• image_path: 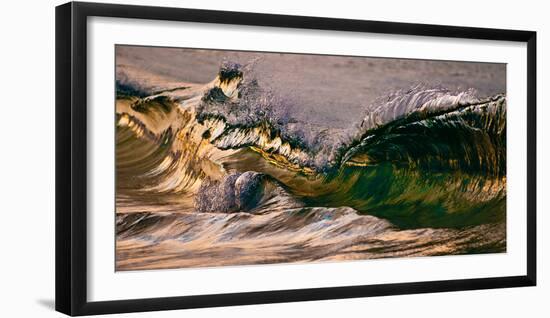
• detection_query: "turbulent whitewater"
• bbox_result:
[116,63,506,270]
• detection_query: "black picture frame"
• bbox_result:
[55,2,536,315]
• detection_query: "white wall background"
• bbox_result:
[0,0,550,318]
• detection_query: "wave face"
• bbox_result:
[116,63,506,270]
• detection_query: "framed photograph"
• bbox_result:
[56,2,536,315]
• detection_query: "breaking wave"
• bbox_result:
[116,63,506,270]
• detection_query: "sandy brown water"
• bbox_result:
[116,46,506,270]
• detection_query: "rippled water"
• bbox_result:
[116,49,506,270]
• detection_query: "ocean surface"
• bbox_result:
[115,46,507,270]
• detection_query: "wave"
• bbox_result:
[117,63,506,228]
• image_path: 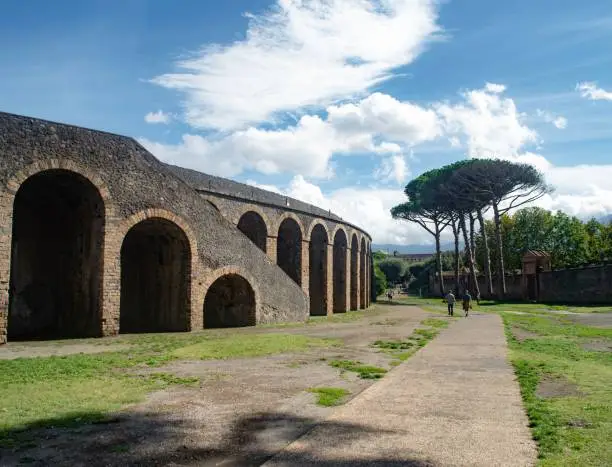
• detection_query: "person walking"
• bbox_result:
[446,291,455,316]
[463,289,472,318]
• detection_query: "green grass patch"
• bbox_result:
[172,334,338,360]
[329,360,387,379]
[372,318,448,366]
[501,313,612,466]
[421,318,448,329]
[0,332,337,446]
[308,388,350,407]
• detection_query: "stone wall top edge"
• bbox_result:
[0,111,372,241]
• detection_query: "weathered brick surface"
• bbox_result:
[0,113,370,343]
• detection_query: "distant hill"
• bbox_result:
[372,242,455,255]
[599,214,612,224]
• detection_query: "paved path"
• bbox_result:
[264,314,536,467]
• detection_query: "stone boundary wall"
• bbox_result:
[538,265,612,304]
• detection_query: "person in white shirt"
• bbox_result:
[446,291,455,316]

+===+

Set the data above down again exactly as given, with no pictures.

Output for this task:
• image_path: 
• detection_query: "turbulent whitewater"
• bbox_result:
[116,63,506,270]
• detection_query: "black picture frame"
• bbox_result:
[55,2,536,315]
• detection_query: "white wall background"
• bbox_result:
[0,0,550,318]
• detection_query: "wave face"
• bbox_result:
[116,63,506,270]
• detection_query: "framed photograph"
• bbox_result:
[56,2,536,315]
• detection_query: "breaking wave"
• bbox_result:
[116,63,506,270]
• detection_query: "sandy brown water"
• bbox_result:
[116,46,506,270]
• detection_query: "rippled water"
• bbox_result:
[116,49,506,270]
• detection_query: "ocean surface"
• bbox_result:
[115,46,507,270]
• detection_query: "wave"
• bbox_result:
[117,63,506,228]
• image_path: 
• detection_query: "person walking"
• bbox_result:
[446,291,455,316]
[463,289,472,318]
• detection_query: "green grass patch"
• bbox_result:
[172,334,338,360]
[329,360,387,379]
[372,318,448,366]
[501,313,612,466]
[421,318,448,329]
[0,332,337,446]
[308,388,350,407]
• detection_query: "stone wall top edge"
• bbox_result:
[0,111,372,241]
• detection_query: "weathered brick surface"
• bbox_result:
[0,113,370,343]
• detection_query: "distant hill"
• bbox_result:
[372,242,455,255]
[599,214,612,224]
• detection_query: "paved path"
• bbox_result:
[264,314,536,467]
• detection_query: "stone boundary wall"
• bbox_result:
[538,265,612,304]
• detection_query: "person in white shirt"
• bbox_result:
[446,291,455,316]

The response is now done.